Brief:
Starting at the line that contains "of the white" and going to the last line, write those lines out again, requests included. In the answers, raise every coordinate by 5.

(Lines for pointing at named objects)

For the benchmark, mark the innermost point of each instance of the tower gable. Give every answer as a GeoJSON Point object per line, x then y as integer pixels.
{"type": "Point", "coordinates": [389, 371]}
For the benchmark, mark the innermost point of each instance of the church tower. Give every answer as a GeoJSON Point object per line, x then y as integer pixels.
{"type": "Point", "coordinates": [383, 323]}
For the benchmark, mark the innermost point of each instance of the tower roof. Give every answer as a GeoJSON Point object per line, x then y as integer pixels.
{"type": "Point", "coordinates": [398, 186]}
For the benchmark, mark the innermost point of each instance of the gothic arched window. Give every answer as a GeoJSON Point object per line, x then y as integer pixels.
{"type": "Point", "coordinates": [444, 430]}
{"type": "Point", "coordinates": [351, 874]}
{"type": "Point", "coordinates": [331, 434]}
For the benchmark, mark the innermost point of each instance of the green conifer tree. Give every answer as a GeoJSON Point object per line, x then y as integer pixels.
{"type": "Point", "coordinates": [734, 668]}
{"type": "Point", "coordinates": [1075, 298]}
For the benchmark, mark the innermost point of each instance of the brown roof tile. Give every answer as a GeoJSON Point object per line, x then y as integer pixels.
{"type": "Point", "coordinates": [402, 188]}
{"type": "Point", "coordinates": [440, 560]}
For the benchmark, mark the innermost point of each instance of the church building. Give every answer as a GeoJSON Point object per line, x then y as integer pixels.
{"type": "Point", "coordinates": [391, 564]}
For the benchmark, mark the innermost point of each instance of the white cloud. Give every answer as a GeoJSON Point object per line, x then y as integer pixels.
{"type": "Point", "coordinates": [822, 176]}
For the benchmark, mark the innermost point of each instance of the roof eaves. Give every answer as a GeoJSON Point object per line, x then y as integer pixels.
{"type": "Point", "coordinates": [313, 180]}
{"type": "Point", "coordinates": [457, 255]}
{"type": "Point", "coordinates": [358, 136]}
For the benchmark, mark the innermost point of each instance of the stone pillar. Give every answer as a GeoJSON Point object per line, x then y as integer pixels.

Output of the exercise:
For the benchmark, mark the innermost point of each instance of the white cloud. Give every answer as a GeoJSON Point object per line, x then y as integer pixels.
{"type": "Point", "coordinates": [827, 181]}
For the benchmark, mark the innermost point of each instance of the roof eaves. Give every answer as a GeoJSON Point object per line, x then y as integer pixels.
{"type": "Point", "coordinates": [318, 185]}
{"type": "Point", "coordinates": [462, 260]}
{"type": "Point", "coordinates": [363, 141]}
For the benchmark, mark the innermost point of each instance of the stone pillar. Give every answer as a GeoJSON Point object per line, x then y as integer pixels.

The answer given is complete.